Point-per-instance localization data:
------
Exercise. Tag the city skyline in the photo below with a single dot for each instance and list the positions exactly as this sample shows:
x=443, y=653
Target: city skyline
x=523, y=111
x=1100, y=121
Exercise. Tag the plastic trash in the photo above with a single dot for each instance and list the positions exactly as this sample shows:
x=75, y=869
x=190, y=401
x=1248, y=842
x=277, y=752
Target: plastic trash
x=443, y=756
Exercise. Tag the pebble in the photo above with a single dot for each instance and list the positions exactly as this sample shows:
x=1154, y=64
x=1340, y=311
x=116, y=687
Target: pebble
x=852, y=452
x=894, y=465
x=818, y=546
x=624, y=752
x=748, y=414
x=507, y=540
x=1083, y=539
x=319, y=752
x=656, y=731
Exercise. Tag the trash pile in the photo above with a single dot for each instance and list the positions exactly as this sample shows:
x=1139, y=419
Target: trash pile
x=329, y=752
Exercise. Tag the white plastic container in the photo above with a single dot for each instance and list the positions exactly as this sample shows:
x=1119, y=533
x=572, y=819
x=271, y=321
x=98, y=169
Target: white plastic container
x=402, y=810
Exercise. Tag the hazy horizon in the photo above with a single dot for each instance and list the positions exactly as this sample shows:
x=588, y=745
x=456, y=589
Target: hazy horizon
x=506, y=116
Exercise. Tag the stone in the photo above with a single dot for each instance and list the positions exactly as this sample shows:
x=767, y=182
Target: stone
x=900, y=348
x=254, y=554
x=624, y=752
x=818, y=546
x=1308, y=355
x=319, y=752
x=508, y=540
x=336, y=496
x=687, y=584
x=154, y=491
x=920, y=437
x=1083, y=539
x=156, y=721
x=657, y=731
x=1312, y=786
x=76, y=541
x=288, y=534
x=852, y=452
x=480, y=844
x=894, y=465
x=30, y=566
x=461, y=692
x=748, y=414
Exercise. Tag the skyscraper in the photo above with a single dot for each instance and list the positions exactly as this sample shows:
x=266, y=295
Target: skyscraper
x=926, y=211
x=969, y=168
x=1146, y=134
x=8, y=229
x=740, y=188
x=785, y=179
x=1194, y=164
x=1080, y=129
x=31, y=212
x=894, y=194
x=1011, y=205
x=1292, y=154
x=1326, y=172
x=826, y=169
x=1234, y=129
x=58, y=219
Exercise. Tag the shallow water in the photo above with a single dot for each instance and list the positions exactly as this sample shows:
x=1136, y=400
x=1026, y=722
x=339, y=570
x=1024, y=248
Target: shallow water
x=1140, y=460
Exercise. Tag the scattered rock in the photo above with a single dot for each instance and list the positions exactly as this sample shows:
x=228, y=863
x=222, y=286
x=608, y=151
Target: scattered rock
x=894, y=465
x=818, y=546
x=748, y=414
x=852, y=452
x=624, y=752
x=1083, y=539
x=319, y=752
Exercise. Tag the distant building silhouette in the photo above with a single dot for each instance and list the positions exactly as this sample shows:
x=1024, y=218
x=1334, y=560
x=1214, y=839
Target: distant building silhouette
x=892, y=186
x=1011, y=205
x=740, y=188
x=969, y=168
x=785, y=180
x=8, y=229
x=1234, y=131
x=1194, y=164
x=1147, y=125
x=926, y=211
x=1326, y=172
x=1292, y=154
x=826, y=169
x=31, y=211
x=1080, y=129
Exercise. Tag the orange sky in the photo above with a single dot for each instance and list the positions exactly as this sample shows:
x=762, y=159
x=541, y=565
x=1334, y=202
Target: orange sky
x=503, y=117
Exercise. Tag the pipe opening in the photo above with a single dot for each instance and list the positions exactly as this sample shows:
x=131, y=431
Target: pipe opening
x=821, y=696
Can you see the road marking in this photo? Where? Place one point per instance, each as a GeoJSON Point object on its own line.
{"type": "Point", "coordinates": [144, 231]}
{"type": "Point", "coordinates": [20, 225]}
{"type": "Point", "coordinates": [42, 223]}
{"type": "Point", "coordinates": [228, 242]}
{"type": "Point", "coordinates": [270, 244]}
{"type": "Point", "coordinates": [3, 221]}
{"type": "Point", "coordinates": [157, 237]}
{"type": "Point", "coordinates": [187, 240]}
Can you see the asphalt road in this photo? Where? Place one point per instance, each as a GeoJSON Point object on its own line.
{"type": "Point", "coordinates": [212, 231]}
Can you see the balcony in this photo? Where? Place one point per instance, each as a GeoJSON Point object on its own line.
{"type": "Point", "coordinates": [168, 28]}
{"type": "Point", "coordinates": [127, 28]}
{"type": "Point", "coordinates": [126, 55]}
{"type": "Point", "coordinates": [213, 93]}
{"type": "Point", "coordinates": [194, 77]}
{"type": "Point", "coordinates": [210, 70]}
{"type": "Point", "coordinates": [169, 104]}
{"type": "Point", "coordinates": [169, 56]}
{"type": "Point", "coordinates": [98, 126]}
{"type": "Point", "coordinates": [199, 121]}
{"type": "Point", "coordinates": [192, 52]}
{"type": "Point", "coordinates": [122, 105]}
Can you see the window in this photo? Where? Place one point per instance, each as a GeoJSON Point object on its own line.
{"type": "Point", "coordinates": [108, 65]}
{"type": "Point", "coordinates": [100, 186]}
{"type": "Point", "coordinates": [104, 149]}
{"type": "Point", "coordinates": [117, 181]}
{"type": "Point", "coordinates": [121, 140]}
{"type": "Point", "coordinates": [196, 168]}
------
[Task] The records shown above should be given again word for word.

[Task answer]
Exercise. Tag the city skyline in the photo below with a single dot for each instance and list the positions exactly as this sample shows:
x=443, y=653
Target: city skyline
x=523, y=111
x=1100, y=121
Exercise. Tag the plastic trash in the photo above with a single dot for each instance and list the positions exactly as this sample shows:
x=75, y=869
x=190, y=401
x=1248, y=842
x=277, y=752
Target: plastic trash
x=443, y=756
Exercise. Tag the pebble in the photo above with a single dot for each instance and list the positions exactly as this sample shows:
x=1154, y=64
x=1340, y=311
x=116, y=687
Target: pebble
x=852, y=452
x=894, y=465
x=818, y=546
x=624, y=752
x=748, y=414
x=507, y=540
x=1083, y=539
x=319, y=752
x=656, y=731
Exercise. Tag the trash pile in the photo above with a single dot for each instance and list the positions exactly as this sample shows:
x=1139, y=419
Target: trash pile
x=329, y=752
Exercise. Tag the white plastic container in the photo above with a single dot for each instance and list the positions exactly as this sample shows:
x=1119, y=533
x=572, y=819
x=271, y=321
x=98, y=169
Target: white plastic container
x=402, y=810
Exercise. Tag the hazy horizon in the photo above with a single dot for each instance and list the positions exactly as this sample shows:
x=588, y=745
x=456, y=589
Target: hazy horizon
x=506, y=116
Exercise. Tag the stone in the photo above with a single dot for each instance and list the positions exactly as this sample shows:
x=767, y=182
Target: stone
x=900, y=348
x=254, y=554
x=624, y=752
x=818, y=546
x=1308, y=355
x=319, y=752
x=508, y=540
x=336, y=496
x=687, y=584
x=154, y=491
x=920, y=437
x=1083, y=539
x=156, y=721
x=657, y=731
x=1312, y=786
x=76, y=541
x=288, y=534
x=852, y=452
x=480, y=844
x=894, y=465
x=30, y=566
x=461, y=692
x=748, y=414
Exercise. Tag the skyscraper in the photo above with a single dot for each instance and list the positions exactly as this sample shows:
x=266, y=295
Target: skyscraper
x=926, y=211
x=969, y=168
x=1146, y=134
x=8, y=229
x=740, y=188
x=785, y=179
x=1194, y=164
x=1080, y=129
x=31, y=212
x=894, y=194
x=1011, y=205
x=1292, y=154
x=1326, y=172
x=826, y=169
x=1234, y=129
x=58, y=219
Exercise. Tag the shallow water in the photo above with a single dot for each instance and list the positions exactly as this sample shows:
x=1136, y=400
x=1026, y=722
x=339, y=570
x=1024, y=248
Target: shallow water
x=1140, y=460
Exercise. Tag the scattered rock in the photo above with a single dot for each instance and list the positions exactly as this sample shows:
x=228, y=863
x=222, y=286
x=608, y=151
Target: scattered rock
x=894, y=465
x=818, y=546
x=748, y=414
x=852, y=452
x=624, y=752
x=1083, y=539
x=319, y=752
Exercise. Tag the distant building silhouette in the photo above with a single dot for each instance and list the positions exactly as this sample shows:
x=1024, y=218
x=1334, y=560
x=1214, y=839
Target: distant building silhouette
x=892, y=186
x=1011, y=205
x=740, y=188
x=969, y=168
x=785, y=180
x=8, y=229
x=1234, y=131
x=1194, y=164
x=1147, y=125
x=926, y=211
x=1326, y=172
x=1292, y=154
x=826, y=169
x=31, y=211
x=1080, y=129
Exercise. Tag the orange sky in the photo above with a single dot for each instance and list the positions exactly as this sample shows:
x=762, y=159
x=541, y=565
x=1334, y=202
Target: orange sky
x=503, y=117
Exercise. Tag the pipe opening in the photo above with a single dot for each instance and list the positions exactly as this sample shows:
x=131, y=431
Target: pipe opening
x=821, y=696
Can you see the road marking in this photo? Where? Place one point per instance, each as a GeoJSON Point object on its own line.
{"type": "Point", "coordinates": [144, 231]}
{"type": "Point", "coordinates": [20, 225]}
{"type": "Point", "coordinates": [42, 223]}
{"type": "Point", "coordinates": [228, 242]}
{"type": "Point", "coordinates": [270, 244]}
{"type": "Point", "coordinates": [3, 221]}
{"type": "Point", "coordinates": [157, 237]}
{"type": "Point", "coordinates": [187, 240]}
Can you see the asphalt road in this photo? Where? Place one point per instance, each as a GeoJSON Point object on its own line.
{"type": "Point", "coordinates": [212, 231]}
Can you see the balcony in this photo? Where? Place one point per instance, each as a GeoJSON Point object on its own line.
{"type": "Point", "coordinates": [168, 28]}
{"type": "Point", "coordinates": [127, 28]}
{"type": "Point", "coordinates": [126, 55]}
{"type": "Point", "coordinates": [213, 93]}
{"type": "Point", "coordinates": [194, 77]}
{"type": "Point", "coordinates": [210, 70]}
{"type": "Point", "coordinates": [169, 104]}
{"type": "Point", "coordinates": [169, 56]}
{"type": "Point", "coordinates": [98, 126]}
{"type": "Point", "coordinates": [199, 121]}
{"type": "Point", "coordinates": [192, 52]}
{"type": "Point", "coordinates": [122, 105]}
Can you see the window in this photo? Where? Place one point per instance, each as a GeoJSON Point object on its own line.
{"type": "Point", "coordinates": [108, 65]}
{"type": "Point", "coordinates": [100, 186]}
{"type": "Point", "coordinates": [104, 149]}
{"type": "Point", "coordinates": [117, 181]}
{"type": "Point", "coordinates": [121, 140]}
{"type": "Point", "coordinates": [196, 168]}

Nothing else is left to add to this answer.